• _Supplied data_
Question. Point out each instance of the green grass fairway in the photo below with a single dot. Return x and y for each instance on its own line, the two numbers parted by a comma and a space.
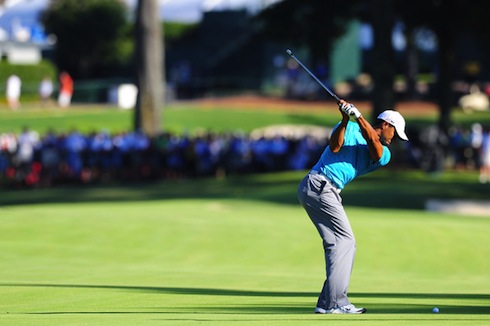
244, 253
--
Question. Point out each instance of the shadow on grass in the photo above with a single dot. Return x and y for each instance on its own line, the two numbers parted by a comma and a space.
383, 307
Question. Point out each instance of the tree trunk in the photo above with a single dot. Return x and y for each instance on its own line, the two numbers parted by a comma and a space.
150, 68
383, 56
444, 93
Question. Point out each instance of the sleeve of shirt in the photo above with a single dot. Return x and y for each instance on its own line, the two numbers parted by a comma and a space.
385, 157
--
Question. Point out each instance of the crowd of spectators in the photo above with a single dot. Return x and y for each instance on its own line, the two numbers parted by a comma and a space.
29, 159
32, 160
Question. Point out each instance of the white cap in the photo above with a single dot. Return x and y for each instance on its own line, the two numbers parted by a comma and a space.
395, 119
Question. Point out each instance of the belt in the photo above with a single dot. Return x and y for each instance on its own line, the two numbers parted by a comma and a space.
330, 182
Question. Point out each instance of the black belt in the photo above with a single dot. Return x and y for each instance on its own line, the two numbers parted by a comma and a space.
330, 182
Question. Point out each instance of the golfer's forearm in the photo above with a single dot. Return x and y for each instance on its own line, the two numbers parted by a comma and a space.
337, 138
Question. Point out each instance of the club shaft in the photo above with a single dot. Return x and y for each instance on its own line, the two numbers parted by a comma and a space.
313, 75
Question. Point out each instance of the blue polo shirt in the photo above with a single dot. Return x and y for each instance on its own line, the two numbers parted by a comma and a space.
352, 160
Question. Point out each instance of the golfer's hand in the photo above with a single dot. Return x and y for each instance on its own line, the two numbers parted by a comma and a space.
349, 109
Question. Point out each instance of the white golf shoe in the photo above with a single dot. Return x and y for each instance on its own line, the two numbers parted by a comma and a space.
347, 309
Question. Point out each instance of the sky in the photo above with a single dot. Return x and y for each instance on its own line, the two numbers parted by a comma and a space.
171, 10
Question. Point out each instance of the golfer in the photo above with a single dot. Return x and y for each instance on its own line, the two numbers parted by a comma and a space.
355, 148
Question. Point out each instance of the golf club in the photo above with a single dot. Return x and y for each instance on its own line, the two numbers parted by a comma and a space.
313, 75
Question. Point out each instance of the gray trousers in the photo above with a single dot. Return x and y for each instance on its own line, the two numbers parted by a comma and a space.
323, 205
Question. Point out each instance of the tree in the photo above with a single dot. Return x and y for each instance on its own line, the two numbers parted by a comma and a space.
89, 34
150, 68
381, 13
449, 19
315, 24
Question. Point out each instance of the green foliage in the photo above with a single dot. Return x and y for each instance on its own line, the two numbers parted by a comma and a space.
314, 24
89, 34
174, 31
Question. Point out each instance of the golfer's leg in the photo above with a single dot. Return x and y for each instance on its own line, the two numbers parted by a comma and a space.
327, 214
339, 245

• _Request_
How many lines of the data above contain the string "grass"? Case counts; reply with the number alone.

• _Task answer_
2